[Collected data entries]
⟨
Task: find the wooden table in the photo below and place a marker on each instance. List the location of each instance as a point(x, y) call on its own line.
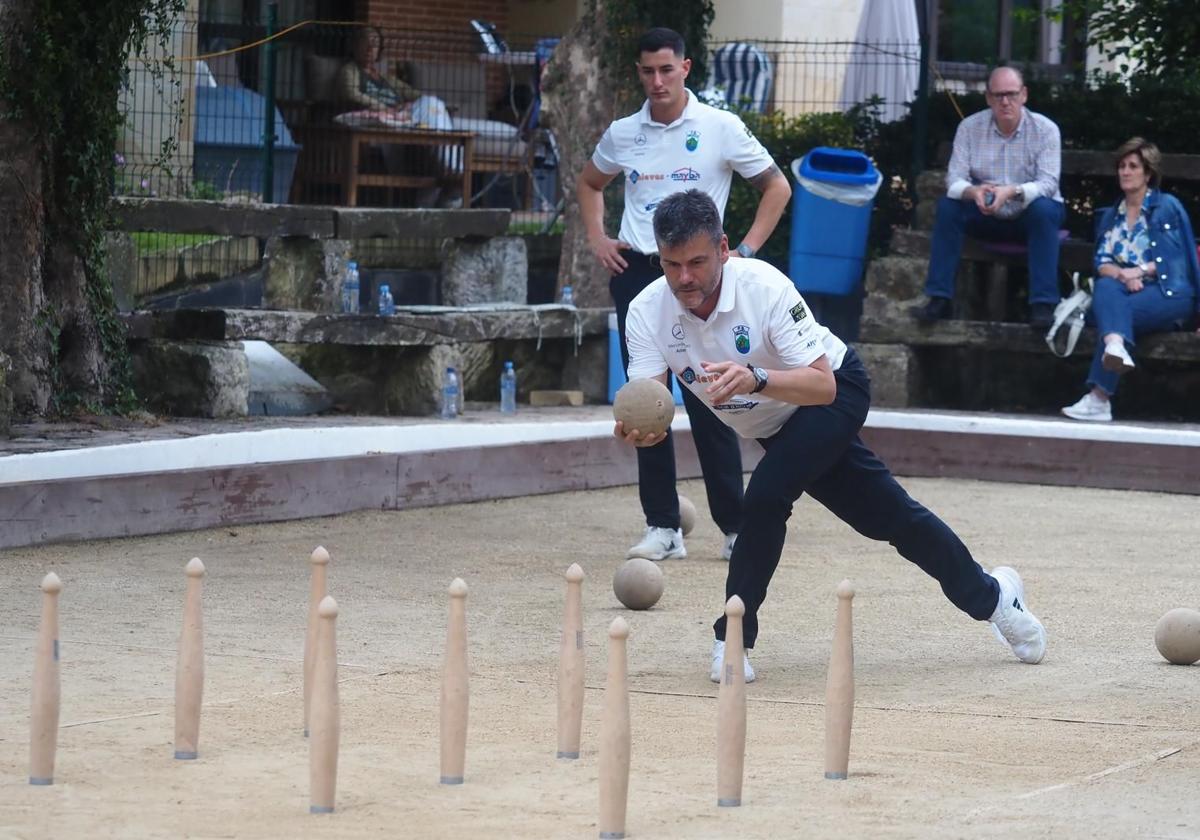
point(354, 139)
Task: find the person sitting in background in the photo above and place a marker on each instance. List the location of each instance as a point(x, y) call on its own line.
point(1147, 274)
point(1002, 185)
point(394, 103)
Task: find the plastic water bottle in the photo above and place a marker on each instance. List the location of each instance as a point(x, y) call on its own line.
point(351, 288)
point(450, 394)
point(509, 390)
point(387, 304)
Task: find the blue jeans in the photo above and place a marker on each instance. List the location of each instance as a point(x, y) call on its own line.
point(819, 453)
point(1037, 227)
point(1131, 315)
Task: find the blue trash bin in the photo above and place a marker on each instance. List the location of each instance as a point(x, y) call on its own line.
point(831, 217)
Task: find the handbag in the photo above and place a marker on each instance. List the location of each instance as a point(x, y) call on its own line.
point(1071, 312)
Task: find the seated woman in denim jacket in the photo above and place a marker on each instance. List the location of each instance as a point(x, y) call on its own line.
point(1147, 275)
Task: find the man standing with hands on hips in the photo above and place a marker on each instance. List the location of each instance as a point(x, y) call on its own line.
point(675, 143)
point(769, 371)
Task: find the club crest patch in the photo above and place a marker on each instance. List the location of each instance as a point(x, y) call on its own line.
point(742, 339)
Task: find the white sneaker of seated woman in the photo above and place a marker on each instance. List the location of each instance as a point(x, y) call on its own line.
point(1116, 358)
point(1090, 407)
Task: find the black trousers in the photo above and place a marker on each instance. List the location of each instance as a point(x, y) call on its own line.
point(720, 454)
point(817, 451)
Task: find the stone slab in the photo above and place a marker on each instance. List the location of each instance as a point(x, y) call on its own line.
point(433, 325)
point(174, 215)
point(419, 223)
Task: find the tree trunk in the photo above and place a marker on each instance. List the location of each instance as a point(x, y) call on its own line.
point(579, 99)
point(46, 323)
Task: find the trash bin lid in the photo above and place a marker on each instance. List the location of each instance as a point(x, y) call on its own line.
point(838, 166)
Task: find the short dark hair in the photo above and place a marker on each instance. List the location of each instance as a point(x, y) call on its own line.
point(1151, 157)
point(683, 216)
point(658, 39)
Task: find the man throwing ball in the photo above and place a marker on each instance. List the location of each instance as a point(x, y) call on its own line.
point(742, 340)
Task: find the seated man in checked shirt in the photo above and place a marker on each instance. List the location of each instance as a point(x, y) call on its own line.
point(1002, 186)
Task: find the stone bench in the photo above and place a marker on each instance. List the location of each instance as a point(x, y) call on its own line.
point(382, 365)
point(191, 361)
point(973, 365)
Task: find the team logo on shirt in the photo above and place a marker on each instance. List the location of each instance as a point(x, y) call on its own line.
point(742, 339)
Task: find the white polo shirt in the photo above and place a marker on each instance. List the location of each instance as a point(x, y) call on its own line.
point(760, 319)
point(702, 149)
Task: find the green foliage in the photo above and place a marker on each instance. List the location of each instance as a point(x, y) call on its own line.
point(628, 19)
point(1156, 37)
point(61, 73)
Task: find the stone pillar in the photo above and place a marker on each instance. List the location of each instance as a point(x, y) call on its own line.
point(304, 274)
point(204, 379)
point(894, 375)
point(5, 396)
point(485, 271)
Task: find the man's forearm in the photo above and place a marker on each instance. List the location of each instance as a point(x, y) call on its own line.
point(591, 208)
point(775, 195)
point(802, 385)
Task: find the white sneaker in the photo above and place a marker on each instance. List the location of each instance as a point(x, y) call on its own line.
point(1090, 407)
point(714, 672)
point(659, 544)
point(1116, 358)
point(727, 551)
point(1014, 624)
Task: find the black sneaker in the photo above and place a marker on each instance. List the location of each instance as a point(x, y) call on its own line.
⟩
DIRECTIVE:
Give the data again exactly as written, with all pictures left out.

WRITTEN ANSWER:
Task: find the wooden table in the photo below and place a marker on each instance. List the location of each instance as a point(x, y) call on its own line.
point(354, 139)
Task: find the person sitting in background in the photo above and place a marker on each instance. List the location of each instance as a point(x, y) call on its own line.
point(1147, 274)
point(1002, 185)
point(394, 103)
Task: find the plastic water bottle in the photo above and place a marker on each instance. List the location of each instance as a point(x, y) call on its own line.
point(351, 288)
point(450, 394)
point(509, 390)
point(387, 304)
Task: find the blue jeans in the photo above and place a marker on each instance. List the location of each instance as a point(x, y) call on its own line.
point(819, 453)
point(1037, 227)
point(1131, 315)
Task: find the blue trash bin in the photo above and place a marker on each instance. List the location of each instance as a point(x, y) call on its own line.
point(831, 217)
Task: find the handbag in the photo above and place a marker on each instance. List the location of each instance as a point(x, y) call on its own line.
point(1071, 312)
Task: find the seated woman in denim jacket in the photo above and place a marker on each instance. List the location of each instance as a point(x, y) call on its own line.
point(1147, 275)
Task: find the man standing with hands on hips in the photo above and place a marker on each instance. List the location of each instance as a point(x, y) call on its own line.
point(675, 143)
point(769, 371)
Task: find the club crest patch in the photo above and place a marker on each instance. List the location of each instance as a point(x, y) call on its own line.
point(742, 339)
Task: find the white sneaker of seated woman in the photo above and place a marker on each instance. List the location of each instance as a point(x, y) call on its own line.
point(1116, 358)
point(1090, 407)
Task: find the black trousers in the photo above and place a marker on each instance. List the location of each instance as a point(x, y) call on its own line.
point(720, 454)
point(817, 451)
Task: find the stone slab in the photo above and place a marker on each instance. List the location of each instance as a point(x, y) call on its own line.
point(433, 325)
point(174, 215)
point(419, 223)
Task: find the tree trunk in the photo above and place a marker on each instance. List the location of each instance as a point(x, y) call on its own line.
point(579, 99)
point(46, 323)
Task: find the trash bin lid in the photo above and place a marker on each instance. List the location of each instance as a point(x, y) call on its own line.
point(838, 166)
Task: find the short dark hair in the photo above and place a marker on each instance. List the location of each instance as a point(x, y) call on its own line.
point(1151, 157)
point(683, 216)
point(658, 39)
Task: find the man throwing ball in the photo above and place a marker on each instance. List the location of each instance as a point(x, y) call on its own line.
point(742, 340)
Task: find the seated man in checked shirt in the photo above and place a marker on each instance. List the location of each instance as a point(x, y) call on its own line.
point(1002, 186)
Task: find the stone bench in the photo above and place a marker on each instance. List the location of each instance as a point(x, y) call on its own line.
point(382, 365)
point(191, 361)
point(973, 365)
Task: find the team logo on shirt in the photo above and place a marker on each instance. List the location of each instance as a point(x, y) call on its own line.
point(742, 339)
Task: find the white polo shirt in the photo above and place a marker on each instance. List the location of each instance as a point(x, y) call on its own line.
point(760, 319)
point(702, 149)
Task: find the green foliage in the photo above and place a marker on each instance. List the location of each instance as a point(x, y) call on its own line.
point(628, 19)
point(1156, 37)
point(61, 73)
Task: find the stone pillar in the photo above and place a marker on each instance. List the location of each instance as a point(x, y) call on its own line.
point(304, 274)
point(204, 379)
point(894, 375)
point(5, 396)
point(485, 271)
Task: find the man's forearm in the photo above and place a marker on each instance. List the location of each instance as a point(x, y) call on its own line.
point(591, 208)
point(775, 195)
point(802, 385)
Task: find the white sneaker in the photo above and place a marker on each instance. List the location of each instance as a point(x, y) call on its own line.
point(1090, 407)
point(714, 672)
point(659, 544)
point(1116, 358)
point(727, 551)
point(1014, 624)
Task: find the black sneaker in the photo above and place a marker on each instance. List the location of each instance as a point(x, y) call on its own line.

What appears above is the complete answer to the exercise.